Task directions :: From the entries that follow, copy every line with the word "wooden".

Stored data entries
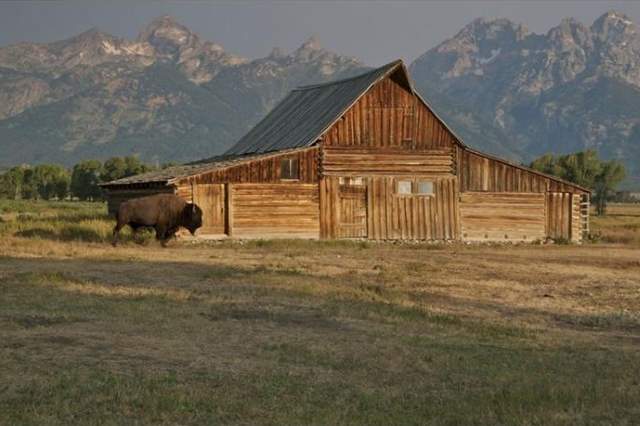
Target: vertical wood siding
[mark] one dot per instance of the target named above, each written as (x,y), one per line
(563,221)
(498,216)
(210,198)
(392,216)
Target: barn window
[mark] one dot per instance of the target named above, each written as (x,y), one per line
(350,181)
(289,168)
(404,187)
(424,187)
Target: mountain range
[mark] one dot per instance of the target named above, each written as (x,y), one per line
(169,95)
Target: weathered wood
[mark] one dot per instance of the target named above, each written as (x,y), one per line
(497,216)
(284,209)
(229,209)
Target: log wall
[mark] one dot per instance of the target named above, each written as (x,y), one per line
(274,210)
(480,173)
(499,216)
(391,216)
(356,161)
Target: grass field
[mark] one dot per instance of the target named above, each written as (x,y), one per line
(302,332)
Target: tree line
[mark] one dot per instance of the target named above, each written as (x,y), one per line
(587,170)
(53,181)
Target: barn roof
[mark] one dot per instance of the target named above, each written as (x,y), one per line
(299,121)
(171,174)
(307,112)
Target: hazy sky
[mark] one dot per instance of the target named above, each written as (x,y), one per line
(376,32)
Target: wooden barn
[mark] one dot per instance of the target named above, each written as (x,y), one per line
(365,157)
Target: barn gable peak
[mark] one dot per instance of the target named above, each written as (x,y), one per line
(308,111)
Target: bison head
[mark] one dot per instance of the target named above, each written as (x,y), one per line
(192,217)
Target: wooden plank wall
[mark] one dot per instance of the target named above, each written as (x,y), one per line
(265,170)
(116,196)
(352,219)
(479,173)
(497,216)
(389,115)
(355,161)
(559,213)
(576,219)
(392,216)
(275,210)
(210,198)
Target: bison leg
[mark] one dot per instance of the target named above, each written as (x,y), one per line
(116,233)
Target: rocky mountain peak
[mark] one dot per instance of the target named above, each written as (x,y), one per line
(167,36)
(312,43)
(614,27)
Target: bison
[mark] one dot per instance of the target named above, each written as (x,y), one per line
(166,213)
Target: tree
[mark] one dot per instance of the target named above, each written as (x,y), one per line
(11,183)
(51,180)
(114,168)
(580,168)
(611,174)
(547,164)
(120,167)
(585,169)
(85,178)
(29,189)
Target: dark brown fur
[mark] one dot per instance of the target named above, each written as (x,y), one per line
(166,213)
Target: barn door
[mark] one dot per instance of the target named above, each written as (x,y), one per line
(352,218)
(210,198)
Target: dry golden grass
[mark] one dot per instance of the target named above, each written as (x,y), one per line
(620,225)
(298,332)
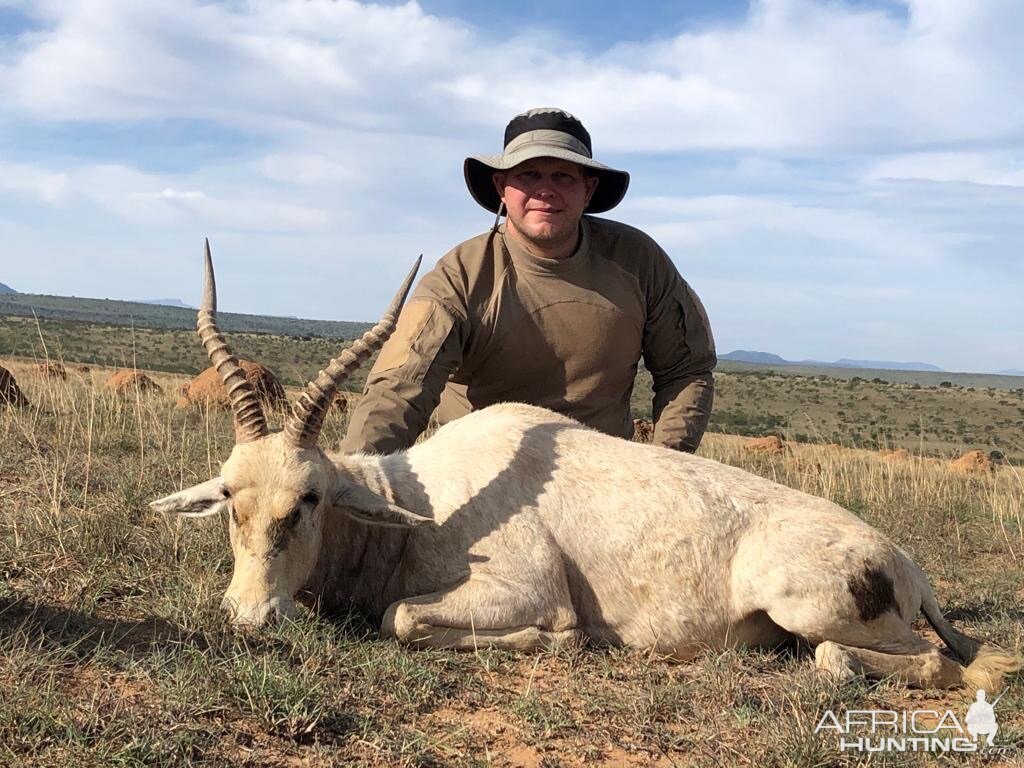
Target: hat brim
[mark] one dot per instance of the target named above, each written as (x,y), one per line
(479,168)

Written answer ::
Target: wooden barn
Target: wooden plank wall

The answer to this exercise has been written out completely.